— RECORDS PROVIDED —
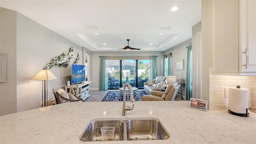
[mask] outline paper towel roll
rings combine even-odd
[[[233,112],[246,114],[248,108],[248,89],[229,88],[228,109]]]

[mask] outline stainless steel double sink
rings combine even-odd
[[[115,128],[114,138],[101,135],[100,128]],[[79,137],[83,142],[166,140],[170,134],[160,121],[155,118],[97,119],[90,121]]]

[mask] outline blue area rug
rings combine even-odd
[[[122,94],[122,95],[121,95]],[[126,91],[125,93],[126,100],[126,101],[130,101],[130,91]],[[141,101],[141,97],[142,95],[146,95],[144,91],[136,91],[134,98],[135,101]],[[105,95],[104,98],[101,101],[122,101],[123,92],[122,93],[120,91],[109,91]]]

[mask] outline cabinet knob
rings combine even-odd
[[[243,53],[245,53],[246,54],[246,64],[244,64],[244,66],[245,66],[245,68],[247,68],[248,67],[248,50],[247,50],[247,49],[245,49],[245,51],[243,52]]]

— SHORT EXERCISE —
Could you rewrite all of the material above as a numbered list, dropping the blank lines and leaving the picture out of your answer?

— EXERCISE OUTPUT —
1. [mask] outline paper towel roll
2. rings combine even-odd
3. [[[233,112],[246,114],[248,108],[248,89],[229,88],[228,109]]]
4. [mask] outline stainless steel double sink
5. rings combine even-odd
6. [[[115,128],[114,138],[101,135],[100,128]],[[79,137],[83,142],[166,140],[170,134],[160,121],[155,118],[97,119],[90,121]]]
7. [mask] outline blue area rug
8. rings combine even-odd
9. [[[122,94],[122,95],[121,95]],[[126,91],[125,93],[126,100],[126,101],[130,101],[130,91]],[[141,101],[141,97],[142,95],[146,95],[144,91],[136,91],[134,98],[135,101]],[[105,95],[104,98],[101,101],[122,101],[123,92],[122,93],[120,91],[109,91]]]
10. [mask] outline cabinet knob
11. rings combine even-odd
12. [[[243,53],[245,53],[246,54],[246,64],[244,64],[244,66],[245,66],[245,68],[247,68],[248,67],[248,50],[247,50],[247,49],[245,49],[245,51],[243,52]]]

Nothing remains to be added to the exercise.